• Available records:
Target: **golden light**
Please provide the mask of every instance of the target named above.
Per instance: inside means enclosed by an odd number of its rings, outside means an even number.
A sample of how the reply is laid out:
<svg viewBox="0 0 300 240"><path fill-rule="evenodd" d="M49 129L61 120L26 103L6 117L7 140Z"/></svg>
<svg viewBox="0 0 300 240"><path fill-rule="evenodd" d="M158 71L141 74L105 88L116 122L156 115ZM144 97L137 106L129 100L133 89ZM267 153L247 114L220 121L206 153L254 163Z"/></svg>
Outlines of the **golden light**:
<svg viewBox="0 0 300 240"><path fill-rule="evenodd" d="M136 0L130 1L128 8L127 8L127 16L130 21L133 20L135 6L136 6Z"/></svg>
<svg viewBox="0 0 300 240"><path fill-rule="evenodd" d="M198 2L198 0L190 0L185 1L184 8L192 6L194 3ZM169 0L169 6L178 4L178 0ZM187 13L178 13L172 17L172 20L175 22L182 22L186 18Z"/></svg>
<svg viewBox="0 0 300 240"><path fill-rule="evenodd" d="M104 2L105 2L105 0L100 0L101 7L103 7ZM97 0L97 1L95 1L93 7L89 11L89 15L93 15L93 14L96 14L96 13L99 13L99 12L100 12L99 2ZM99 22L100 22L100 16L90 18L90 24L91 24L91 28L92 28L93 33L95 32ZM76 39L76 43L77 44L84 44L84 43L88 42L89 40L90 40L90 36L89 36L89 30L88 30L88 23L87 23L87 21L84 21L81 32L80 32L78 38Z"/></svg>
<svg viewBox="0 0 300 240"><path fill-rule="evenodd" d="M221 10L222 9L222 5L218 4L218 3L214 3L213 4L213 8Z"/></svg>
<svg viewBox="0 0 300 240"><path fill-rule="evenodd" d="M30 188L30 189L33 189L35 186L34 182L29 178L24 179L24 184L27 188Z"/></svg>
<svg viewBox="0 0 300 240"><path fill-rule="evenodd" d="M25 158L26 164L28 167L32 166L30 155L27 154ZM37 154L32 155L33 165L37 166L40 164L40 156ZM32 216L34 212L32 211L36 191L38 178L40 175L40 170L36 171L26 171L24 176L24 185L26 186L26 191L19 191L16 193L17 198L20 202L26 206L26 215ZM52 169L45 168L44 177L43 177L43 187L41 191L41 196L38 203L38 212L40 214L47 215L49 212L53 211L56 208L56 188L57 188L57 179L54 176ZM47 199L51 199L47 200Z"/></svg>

• Task requirements: Would you output, unchanged, each line from the start of the records to the line that holds "71L141 74L105 88L116", both included and nothing else?

• Result:
Target: **golden light**
Please provide the mask of every instance of the target named above.
Per instance: inside means enclosed by an odd number of its rings, outside means an even number.
A sample of how the reply is laid out:
<svg viewBox="0 0 300 240"><path fill-rule="evenodd" d="M49 129L61 120L26 103L6 117L7 140Z"/></svg>
<svg viewBox="0 0 300 240"><path fill-rule="evenodd" d="M158 71L141 74L105 88L116 122L156 115ZM144 97L137 106L129 100L133 89ZM267 153L247 114L220 121L206 153L254 163Z"/></svg>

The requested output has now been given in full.